• _THINGS TO DO_:
• 1. List the traits of the platypus named in the evolution and Agile essay's sentence beginning "It has a developed electroreception."
• 2. Please reproduce the evolution and Agile essay, beginning at the words "Evolution is completely" and stopping after "feel quite good.", and switch "mammal" to "creature".
• 3. Pick up the evolution and Agile essay after its final sentence and carry it further.

• _EXTRACT PROVIDED_:
Evolution and Agile
Evolution is devoid of foresight. It has neither a strategy nor a plan. It is impossible to predict the next steps of the evolutionary process, not to say about preparing a more or less accurate development plan similar to the evolutionary one. If we try to guess the original intention and realize the true goal to build a logical chain that leads to the current reality, that’s the point where the false reasoning comes up. And that’s all to answer irrational questions, which simply should not be raised in general: about the sense of life and the purpose of existence.
Evolution is completely indifferent to the complexity obtained. Take, for example, a platypus. A poisonous waterfowl mammal that is close to reptiles by a number of attributes. It has a developed electroreception, lays eggs, is completely deprived of teeth. Platypus is an excellent example of a designed system, where each subsequent change was intended to meet immediate needs instead of following a clearly structured long-term plan. Nevertheless, as we can see, platypuses live and feel quite good.
Evolution doesn’t care about inconvenience if the main function is performed. The giraffe was created with a long neck not in vain — it helps the animal to interact optimally with tall trees. But the trouble is that when the giraffe puts his head down, the pressure in his head goes off scale, so the giraffe has the fifth valve in its heart that helps to control the pressure in the head when it is lowered.

• _Stored items from a collection_:

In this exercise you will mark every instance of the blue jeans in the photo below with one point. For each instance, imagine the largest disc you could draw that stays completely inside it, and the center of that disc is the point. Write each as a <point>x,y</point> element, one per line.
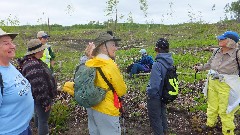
<point>27,131</point>
<point>136,68</point>
<point>157,115</point>
<point>41,119</point>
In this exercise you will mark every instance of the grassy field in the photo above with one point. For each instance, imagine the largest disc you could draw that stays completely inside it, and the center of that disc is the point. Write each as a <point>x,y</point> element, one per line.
<point>188,43</point>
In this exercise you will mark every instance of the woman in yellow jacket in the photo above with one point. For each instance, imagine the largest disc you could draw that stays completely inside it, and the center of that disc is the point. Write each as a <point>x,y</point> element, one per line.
<point>103,119</point>
<point>223,62</point>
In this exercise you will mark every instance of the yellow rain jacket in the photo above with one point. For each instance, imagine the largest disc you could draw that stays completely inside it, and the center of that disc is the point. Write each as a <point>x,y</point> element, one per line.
<point>112,73</point>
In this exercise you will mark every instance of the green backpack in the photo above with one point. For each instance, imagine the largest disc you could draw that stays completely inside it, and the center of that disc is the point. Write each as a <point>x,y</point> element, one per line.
<point>85,92</point>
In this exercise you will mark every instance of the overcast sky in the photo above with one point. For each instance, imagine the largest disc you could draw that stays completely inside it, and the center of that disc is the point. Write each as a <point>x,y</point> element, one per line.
<point>83,11</point>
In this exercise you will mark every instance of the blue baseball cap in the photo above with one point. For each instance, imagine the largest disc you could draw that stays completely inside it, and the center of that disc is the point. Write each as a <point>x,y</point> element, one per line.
<point>142,51</point>
<point>229,34</point>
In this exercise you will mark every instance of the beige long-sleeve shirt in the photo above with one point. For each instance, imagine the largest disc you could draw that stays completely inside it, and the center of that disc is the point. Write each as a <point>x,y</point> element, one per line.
<point>223,63</point>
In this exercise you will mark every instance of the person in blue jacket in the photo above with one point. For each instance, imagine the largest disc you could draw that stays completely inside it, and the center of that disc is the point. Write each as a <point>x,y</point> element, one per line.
<point>16,100</point>
<point>156,107</point>
<point>142,65</point>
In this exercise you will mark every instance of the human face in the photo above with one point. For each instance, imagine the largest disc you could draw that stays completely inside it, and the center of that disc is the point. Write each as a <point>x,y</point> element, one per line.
<point>39,55</point>
<point>222,43</point>
<point>7,48</point>
<point>44,40</point>
<point>112,48</point>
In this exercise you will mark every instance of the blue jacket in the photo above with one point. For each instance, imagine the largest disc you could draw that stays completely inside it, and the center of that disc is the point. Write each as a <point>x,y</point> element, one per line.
<point>158,72</point>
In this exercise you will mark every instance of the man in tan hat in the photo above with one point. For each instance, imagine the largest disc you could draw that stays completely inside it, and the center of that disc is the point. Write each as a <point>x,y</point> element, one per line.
<point>16,101</point>
<point>48,55</point>
<point>43,84</point>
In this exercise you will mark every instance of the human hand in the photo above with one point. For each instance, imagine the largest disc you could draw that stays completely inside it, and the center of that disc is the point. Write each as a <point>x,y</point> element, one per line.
<point>89,49</point>
<point>47,108</point>
<point>52,62</point>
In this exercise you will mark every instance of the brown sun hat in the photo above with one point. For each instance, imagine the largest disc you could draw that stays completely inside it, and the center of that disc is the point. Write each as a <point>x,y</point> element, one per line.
<point>3,33</point>
<point>34,46</point>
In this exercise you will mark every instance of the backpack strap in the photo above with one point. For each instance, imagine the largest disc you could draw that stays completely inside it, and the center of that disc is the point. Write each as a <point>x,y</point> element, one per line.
<point>105,79</point>
<point>1,83</point>
<point>111,87</point>
<point>238,62</point>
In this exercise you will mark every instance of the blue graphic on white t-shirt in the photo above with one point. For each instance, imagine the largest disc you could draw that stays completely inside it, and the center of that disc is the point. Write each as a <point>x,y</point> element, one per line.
<point>16,103</point>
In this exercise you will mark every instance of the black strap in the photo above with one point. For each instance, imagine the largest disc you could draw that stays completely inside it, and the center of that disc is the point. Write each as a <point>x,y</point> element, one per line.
<point>238,62</point>
<point>105,79</point>
<point>1,83</point>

• _PER-TASK OUTPUTS_:
• 1.
- It has a developed electroreception.
- It lays eggs.
- It is completely deprived of teeth.

• 2.
Evolution is completely indifferent to the complexity obtained. Take, for example, a platypus. A poisonous waterfowl creature that is close to reptiles by a number of attributes. It has a developed electroreception, lays eggs, is completely deprived of teeth. Platypus is an excellent example of a designed system, where each subsequent change was intended to meet immediate needs instead of following a clearly structured long-term plan. Nevertheless, as we can see, platypuses live and feel quite good.

• 3.
Evolution is not engaged in optimization. Ancient fish had a nerve connecting the brain with the gills. It passed by the heart, located at the bottom part of the fish, near the head. Then, after the consistent development of all animals, the neck appeared, and the heart got into the chest. Nature can not just take and rebuild nerves in a new, optimal way, therefore, in animals, this nerve moves from the head deep into the body, makes a loop around the aorta, and returns back into the neck to “gills” evolved into the vocal chords. As a result, the nerve makes a hefty detour due to backward compatibility with the architecture of prehistoric fish.
Evolution is workable. The diversity of species and the complexity of each individual make this clear. It does not matter how much an organism is adapted to the environment. It is important how much this organism surpasses others.
Evolution ignores the extinction of individual species. On average, 40 species per day are disappearing and this is normal. The extinction of species is the very mechanism of regulation and management that is successfully used.
You probably understand that speaking of evolution, we analogize it to software development. And not some kind of random development process, but development based on a flexible methodology.
“Agile” is a huge self-deception in the development of products. It is incredibly useful for the total mass of applications and solutions on the market, but it is also catastrophically dangerous for a single product. The most successful solutions will survive, unadapted ones — will die out. Product development on this methodology will mean accepting all evolutionary flaws and problems in order to find an optimal solution on the market as a whole, and not for a specific product. And whether this product will survive or not — nobody cares.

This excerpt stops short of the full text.